Copy all of the entries that follow, exactly.

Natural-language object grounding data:
Content starts

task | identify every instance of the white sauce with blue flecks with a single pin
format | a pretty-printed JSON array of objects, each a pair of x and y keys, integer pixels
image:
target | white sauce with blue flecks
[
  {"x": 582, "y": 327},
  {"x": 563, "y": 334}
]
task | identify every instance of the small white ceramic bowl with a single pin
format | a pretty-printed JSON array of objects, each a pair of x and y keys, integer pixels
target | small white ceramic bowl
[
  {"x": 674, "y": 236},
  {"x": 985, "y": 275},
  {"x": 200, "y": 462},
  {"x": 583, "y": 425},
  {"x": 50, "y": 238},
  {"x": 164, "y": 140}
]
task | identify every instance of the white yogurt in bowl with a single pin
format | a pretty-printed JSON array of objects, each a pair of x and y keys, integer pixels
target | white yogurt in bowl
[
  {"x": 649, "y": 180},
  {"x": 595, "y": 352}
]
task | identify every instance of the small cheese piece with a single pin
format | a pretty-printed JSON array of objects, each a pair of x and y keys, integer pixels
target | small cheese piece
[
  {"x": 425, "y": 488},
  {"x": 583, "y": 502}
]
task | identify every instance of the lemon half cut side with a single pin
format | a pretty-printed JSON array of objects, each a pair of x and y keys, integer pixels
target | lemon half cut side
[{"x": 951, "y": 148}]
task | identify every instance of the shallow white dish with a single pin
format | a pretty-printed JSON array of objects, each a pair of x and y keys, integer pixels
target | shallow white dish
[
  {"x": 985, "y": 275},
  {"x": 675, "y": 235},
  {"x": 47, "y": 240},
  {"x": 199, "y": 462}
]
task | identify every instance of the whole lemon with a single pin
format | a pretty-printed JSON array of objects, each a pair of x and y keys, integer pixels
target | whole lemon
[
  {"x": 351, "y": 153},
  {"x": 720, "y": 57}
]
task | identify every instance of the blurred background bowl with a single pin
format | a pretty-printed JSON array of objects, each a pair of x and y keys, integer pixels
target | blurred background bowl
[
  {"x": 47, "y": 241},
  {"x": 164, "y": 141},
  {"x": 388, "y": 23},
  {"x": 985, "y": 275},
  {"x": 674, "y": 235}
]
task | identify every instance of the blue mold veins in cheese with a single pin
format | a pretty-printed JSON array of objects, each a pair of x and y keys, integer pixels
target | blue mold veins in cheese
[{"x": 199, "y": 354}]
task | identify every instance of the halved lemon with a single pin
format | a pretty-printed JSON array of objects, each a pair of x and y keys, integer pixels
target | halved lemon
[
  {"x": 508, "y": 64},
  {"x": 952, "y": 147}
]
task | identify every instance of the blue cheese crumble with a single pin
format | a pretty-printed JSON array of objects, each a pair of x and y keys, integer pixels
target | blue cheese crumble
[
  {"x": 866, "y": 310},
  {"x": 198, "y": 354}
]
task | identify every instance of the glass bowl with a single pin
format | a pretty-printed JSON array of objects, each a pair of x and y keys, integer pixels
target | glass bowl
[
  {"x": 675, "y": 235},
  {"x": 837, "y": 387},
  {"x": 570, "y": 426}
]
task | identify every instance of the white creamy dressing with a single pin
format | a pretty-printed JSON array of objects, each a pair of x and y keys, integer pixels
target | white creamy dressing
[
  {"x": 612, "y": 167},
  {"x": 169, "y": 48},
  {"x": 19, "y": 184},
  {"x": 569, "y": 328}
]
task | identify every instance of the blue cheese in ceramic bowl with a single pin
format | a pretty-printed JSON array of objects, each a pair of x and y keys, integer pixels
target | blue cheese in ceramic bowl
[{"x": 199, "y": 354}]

Content ends

• [Result of this task]
task | identify every instance of the white sauce with blue flecks with a single pin
format | a pretty-printed JSON array of objects, each a pair of x and y keys, integer pixels
image:
target | white sauce with blue flecks
[
  {"x": 582, "y": 327},
  {"x": 563, "y": 334}
]
task | identify every instance of the small white ceramic bowl with a single pin
format | a pretty-printed JSON array of objects, each a pair of x and y keys, integer pixels
target | small white ceramic bowl
[
  {"x": 674, "y": 236},
  {"x": 985, "y": 275},
  {"x": 200, "y": 462},
  {"x": 583, "y": 425},
  {"x": 50, "y": 238},
  {"x": 164, "y": 140}
]
task | identify every instance of the white yogurt in bowl with a single pin
format | a pretty-printed JSON array of objects, each a pair of x and y keys, integer pixels
target | white yogurt in bowl
[
  {"x": 649, "y": 180},
  {"x": 595, "y": 352}
]
task | identify every instance of the small cheese piece with a single pin
format | a pretty-printed JSON array of objects, each a pair of x and y keys, integer pixels
target | small cheese piece
[
  {"x": 425, "y": 488},
  {"x": 583, "y": 502}
]
task | identify every instance of the lemon half cut side with a single pin
format | a pretty-printed JSON array of objects, each a pair of x and y keys, integer pixels
target | lemon half cut side
[{"x": 951, "y": 148}]
task | identify every instance of the shallow white dish with a single pin
format | a pretty-printed JSON array of objects, each a pair of x and y keys, integer pixels
target | shallow white dish
[
  {"x": 985, "y": 275},
  {"x": 675, "y": 235},
  {"x": 47, "y": 240},
  {"x": 199, "y": 462}
]
task | identify every instance of the whole lemon with a single pin
format | a pretty-printed JSON array of objects, each a pair of x and y keys, integer pixels
target | whole lemon
[
  {"x": 351, "y": 153},
  {"x": 720, "y": 57}
]
task | identify every instance of the blurred background bowl with a single pin
format | a pretty-printed JSON array of objects, each a pair of x and y keys, integer pixels
target | blurred background bowl
[
  {"x": 47, "y": 241},
  {"x": 164, "y": 141},
  {"x": 388, "y": 23},
  {"x": 985, "y": 275},
  {"x": 674, "y": 235}
]
task | identify every instance of the blue mold veins in cheese with a single pin
format | a pretty-printed JSON array of objects, each a pair of x and y keys, integer pixels
target | blue mold veins in cheese
[{"x": 199, "y": 354}]
task | identify every instance of the halved lemon with a single pin
format | a pretty-printed JSON array of objects, each a pair of x and y keys, integer pixels
target | halved lemon
[
  {"x": 508, "y": 64},
  {"x": 952, "y": 147}
]
task | identify every instance of the blue cheese crumble with a single pin
format | a pretty-printed JSON array of objects, each a pair of x and y keys, integer pixels
target | blue cheese crumble
[
  {"x": 866, "y": 310},
  {"x": 198, "y": 354}
]
task | identify every instance of the glass bowl with a single pin
format | a pretty-printed JSON array of objects, each a pair of x and y keys, integer pixels
target | glass bowl
[
  {"x": 675, "y": 235},
  {"x": 837, "y": 387},
  {"x": 570, "y": 426}
]
task | identify every instance of the white creamy dressing with a single pin
format | a pretty-printed JSON array of objects, each a pair of x and y keys, integer pixels
target | white creamy dressing
[
  {"x": 612, "y": 167},
  {"x": 169, "y": 48},
  {"x": 19, "y": 184},
  {"x": 569, "y": 328}
]
task | identify every instance of the blue cheese in ceramic bowl with a single pin
format | a pretty-printed JSON array of objects, each a pair of x and y keys, integer pixels
target | blue cheese in ceramic bowl
[{"x": 199, "y": 354}]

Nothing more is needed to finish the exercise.